(Object pointing dataset records)

%%

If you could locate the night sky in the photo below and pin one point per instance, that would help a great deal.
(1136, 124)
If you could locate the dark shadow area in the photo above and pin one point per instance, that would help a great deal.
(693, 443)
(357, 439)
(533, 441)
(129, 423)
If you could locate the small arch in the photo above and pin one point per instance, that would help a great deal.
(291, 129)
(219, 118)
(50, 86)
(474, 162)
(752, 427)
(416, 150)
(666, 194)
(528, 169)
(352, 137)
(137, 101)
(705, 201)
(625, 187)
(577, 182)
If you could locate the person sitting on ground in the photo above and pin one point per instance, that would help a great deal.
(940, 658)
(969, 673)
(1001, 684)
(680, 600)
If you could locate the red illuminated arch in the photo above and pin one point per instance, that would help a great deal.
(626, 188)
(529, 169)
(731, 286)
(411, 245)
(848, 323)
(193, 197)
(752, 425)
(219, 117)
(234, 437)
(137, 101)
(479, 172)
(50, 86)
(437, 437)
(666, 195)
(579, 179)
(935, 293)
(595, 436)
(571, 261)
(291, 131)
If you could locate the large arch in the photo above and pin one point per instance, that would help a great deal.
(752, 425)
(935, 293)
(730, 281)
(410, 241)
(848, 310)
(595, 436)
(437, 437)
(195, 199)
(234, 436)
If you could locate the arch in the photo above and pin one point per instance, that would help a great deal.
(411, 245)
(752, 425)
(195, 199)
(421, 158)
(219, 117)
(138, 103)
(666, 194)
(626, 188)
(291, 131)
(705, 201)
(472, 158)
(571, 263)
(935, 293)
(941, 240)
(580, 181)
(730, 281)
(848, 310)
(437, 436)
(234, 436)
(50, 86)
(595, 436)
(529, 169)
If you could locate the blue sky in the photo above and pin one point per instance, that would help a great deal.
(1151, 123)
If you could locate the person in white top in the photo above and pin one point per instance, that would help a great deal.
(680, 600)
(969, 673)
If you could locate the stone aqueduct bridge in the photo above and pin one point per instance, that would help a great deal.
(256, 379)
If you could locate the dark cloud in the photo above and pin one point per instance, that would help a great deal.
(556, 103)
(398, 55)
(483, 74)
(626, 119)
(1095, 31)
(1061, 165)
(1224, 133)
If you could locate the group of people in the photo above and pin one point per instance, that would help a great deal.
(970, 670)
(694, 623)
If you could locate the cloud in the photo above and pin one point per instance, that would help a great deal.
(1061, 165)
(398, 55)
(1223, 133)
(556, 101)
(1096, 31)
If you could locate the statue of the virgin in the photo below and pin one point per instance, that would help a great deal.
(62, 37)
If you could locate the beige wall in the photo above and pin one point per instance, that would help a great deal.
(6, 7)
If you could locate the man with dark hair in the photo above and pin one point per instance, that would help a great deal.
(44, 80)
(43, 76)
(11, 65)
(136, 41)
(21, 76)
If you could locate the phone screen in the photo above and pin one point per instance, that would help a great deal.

%%

◆ EXERCISE TASK ◆
Can you print every one of the records above again, line for line, without changing a word?

◆ ANSWER FOR THIS EXERCISE ◆
If you could locate the night sky in the photo below and pin one point per instance, that would help a great deal.
(1136, 124)
If you could locate the dark shadow area in the photo above and pin one point per instance, that would help a great deal.
(693, 443)
(357, 439)
(533, 441)
(129, 423)
If you could locate the small arch in the photo above and pin one point per instance, that would help a great deal.
(291, 129)
(219, 118)
(50, 86)
(474, 162)
(752, 427)
(416, 150)
(666, 194)
(528, 169)
(352, 137)
(137, 101)
(705, 201)
(625, 187)
(577, 182)
If you could locate the person sitting on ground in the photo above and pin one point per instance, that would help a great deal.
(940, 658)
(969, 673)
(1001, 684)
(680, 600)
If you could locate the red illuminated arch in the photo above and pin one point per instance, that would help a great deal.
(626, 188)
(529, 169)
(731, 286)
(411, 245)
(848, 323)
(193, 197)
(752, 425)
(219, 117)
(234, 437)
(137, 101)
(479, 172)
(50, 86)
(437, 437)
(666, 195)
(579, 179)
(935, 293)
(595, 436)
(571, 261)
(291, 131)
If you could locate the large arch in the photo above and pin one point per instance, that would help a great deal.
(752, 425)
(935, 293)
(730, 281)
(410, 241)
(848, 310)
(595, 436)
(437, 437)
(195, 199)
(234, 436)
If you could locate the arch in the photo above and pin one point per instance, that would help a great deal.
(411, 245)
(752, 425)
(195, 199)
(421, 158)
(219, 117)
(138, 103)
(666, 194)
(626, 188)
(291, 131)
(705, 201)
(472, 158)
(571, 263)
(935, 293)
(941, 240)
(580, 181)
(730, 281)
(848, 310)
(437, 436)
(234, 436)
(50, 86)
(595, 436)
(529, 169)
If you could locate the blue sky in the photo above and pin one point per instance, that would help a great deal.
(1151, 123)
If you could locate the person in white top in the photo above and pin one point per instance, that would help a great deal.
(680, 600)
(969, 673)
If you could locate the stone aqueduct bridge in the photo above and pin one point per instance, that would help a great deal.
(256, 379)
If you could locate the dark cloud in the photo above and pin one point per instance, that would help a great deal.
(556, 103)
(398, 55)
(483, 74)
(626, 119)
(1095, 31)
(1061, 165)
(1224, 133)
If you could locate the group of people in the photo above and pin one point per instance, that would help a great deal.
(970, 670)
(694, 623)
If you could locate the cloud in the photo above and pin one point per instance, that would help a great deal.
(1061, 165)
(398, 55)
(1223, 133)
(556, 101)
(1096, 31)
If you could locate the statue of the virgin in the photo below and pin one point per instance, that would help a great deal.
(62, 37)
If you could locate the beige wall in the photo above and pin one point per instance, that would help a great deal.
(6, 7)
If you could locate the man with dark hair in the photo above and pin one point per instance, that would help a great deal.
(44, 80)
(43, 76)
(11, 65)
(136, 41)
(21, 76)
If you could locate the phone screen in the photo above and pin one point per instance, that would help a great deal.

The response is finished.